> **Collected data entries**
··········
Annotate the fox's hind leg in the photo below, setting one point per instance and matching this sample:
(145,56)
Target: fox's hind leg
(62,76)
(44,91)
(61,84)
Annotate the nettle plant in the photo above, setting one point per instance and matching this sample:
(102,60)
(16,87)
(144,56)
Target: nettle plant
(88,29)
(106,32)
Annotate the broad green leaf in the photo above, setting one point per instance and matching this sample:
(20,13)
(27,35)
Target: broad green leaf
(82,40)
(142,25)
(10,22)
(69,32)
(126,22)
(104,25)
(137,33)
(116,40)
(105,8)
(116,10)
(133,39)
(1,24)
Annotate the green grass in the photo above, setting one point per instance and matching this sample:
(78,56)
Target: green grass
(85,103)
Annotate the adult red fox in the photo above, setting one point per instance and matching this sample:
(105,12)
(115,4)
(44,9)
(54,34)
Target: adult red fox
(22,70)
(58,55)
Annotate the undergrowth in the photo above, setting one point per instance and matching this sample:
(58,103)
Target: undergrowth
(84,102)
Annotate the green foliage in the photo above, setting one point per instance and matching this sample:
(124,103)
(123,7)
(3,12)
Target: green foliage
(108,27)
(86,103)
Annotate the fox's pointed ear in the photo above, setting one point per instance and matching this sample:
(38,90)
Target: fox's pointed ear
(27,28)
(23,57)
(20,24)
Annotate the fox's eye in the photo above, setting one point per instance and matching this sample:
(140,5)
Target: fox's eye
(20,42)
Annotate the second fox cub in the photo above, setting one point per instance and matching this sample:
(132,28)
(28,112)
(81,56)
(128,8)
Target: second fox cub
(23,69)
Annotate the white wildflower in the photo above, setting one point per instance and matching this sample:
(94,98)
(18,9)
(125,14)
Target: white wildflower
··········
> **What the exercise asks**
The lines to reproduce run from the one that contains "Annotate the green foliage" through the last line above; copy them exactly.

> **Result below**
Annotate the green foliage in the photo above, setting one point per instance and matching this sample:
(124,103)
(123,7)
(3,12)
Target: green foliage
(108,27)
(86,103)
Annotate the fox's pointed ear in the photo above, setting one point per instance and matching this sample:
(38,90)
Target: fox's pointed ear
(27,28)
(23,57)
(20,24)
Annotate the fox's eye in the photo above, setting one point per instance and matching this sample:
(140,5)
Target: fox's eye
(20,42)
Annotate the second fox cub in the photo above, setting one point per instance and matching this sample:
(132,28)
(28,112)
(81,56)
(128,8)
Target: second fox cub
(23,69)
Annotate the white wildflower in the photo above, setting one point per instance and matching this sample:
(94,98)
(18,9)
(125,14)
Target: white wildflower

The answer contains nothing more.